-- Start Article --

Significance. If the reusability and cross-platform claims hold, Ufil could reduce redundant engineering effort in infrastructure localization research by supplying a common, modular pipeline that accommodates heterogeneous sensors and executes identically in simulation and hardware. The open-source release with documentation and examples, together with concrete accuracy and latency numbers obtained in two distinct environments, provides a verifiable starting point for further component-level improvements.

major comments (2)
  1. [Evaluation] Evaluation section: the reported RMSE and latency figures are given as single mean values without accompanying standard deviations, number of independent runs, or statistical tests. This weakens the robustness claim for lane-level accuracy and sub-100 ms performance, especially given the modest vehicle counts (423 in simulation, 355 in testbed).
  2. [Framework and Evaluation] Framework description and evaluation: while the paper asserts that the standardized object model and reusable components enable integration “without reimplementing the pipeline,” no quantitative evidence (e.g., lines of code changed or time required) is supplied for adding a fourth sensor modality or porting to a new application. This leaves the weakest assumption untested.
minor comments (3)
  1. [Abstract and Introduction] Abstract and §1: several acronyms (CAM, CPM Lab, ETSI ITS-G5) appear before their first definitions; add a short acronym table or inline expansions on first use.
  2. [Implementation] The manuscript would benefit from a short table comparing the three input modalities (message format, update rate, typical noise characteristics) to clarify how the standardized object model normalizes them.
  3. [Evaluation] Figure captions and axis labels in the results plots should explicitly state the number of vehicles or time windows used for each RMSE and latency statistic.

-- End Article --

Requirements
A – Reproduce the review word for word, everything from "minor comments (3)" down to "and latency statistic.".
B – In the review, how many vehicles were counted in the simulation and in the testbed?
The material plays no part in this work.

-- Start Material --

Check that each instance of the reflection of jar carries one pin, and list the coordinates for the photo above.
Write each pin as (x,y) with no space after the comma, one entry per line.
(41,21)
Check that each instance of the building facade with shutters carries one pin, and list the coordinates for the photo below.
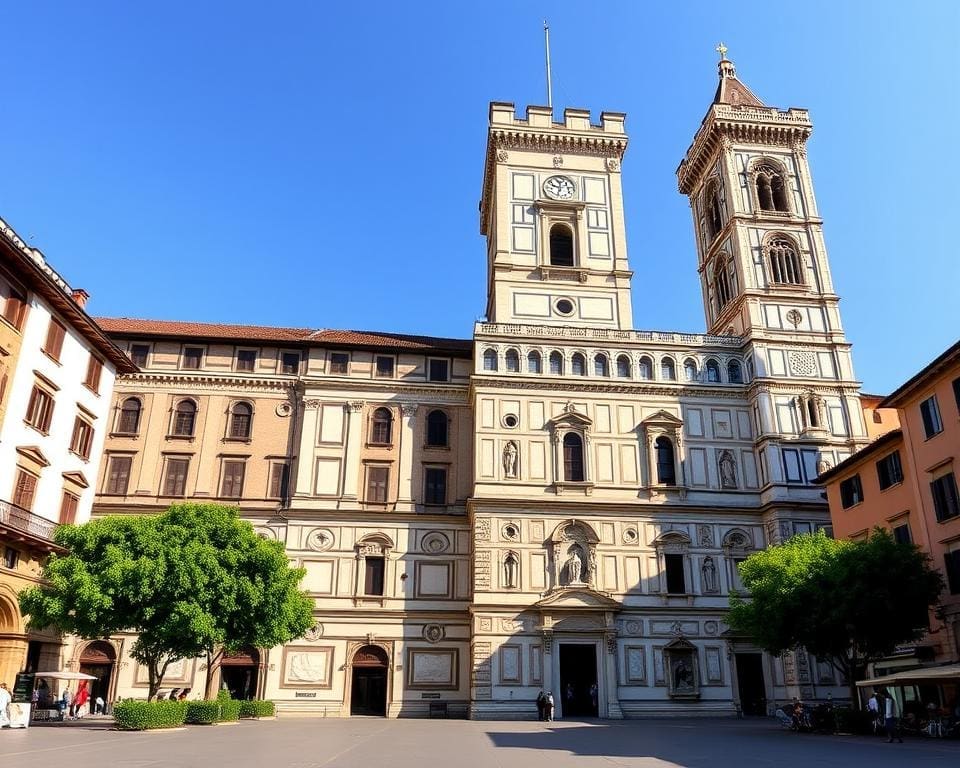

-- End Material --

Expected responses
A –
minor comments (3)
  1. [Abstract and Introduction] Abstract and §1: several acronyms (CAM, CPM Lab, ETSI ITS-G5) appear before their first definitions; add a short acronym table or inline expansions on first use.
  2. [Implementation] The manuscript would benefit from a short table comparing the three input modalities (message format, update rate, typical noise characteristics) to clarify how the standardized object model normalizes them.
  3. [Evaluation] Figure captions and axis labels in the results plots should explicitly state the number of vehicles or time windows used for each RMSE and latency statistic.

B – 423 in the simulation and 355 in the testbed.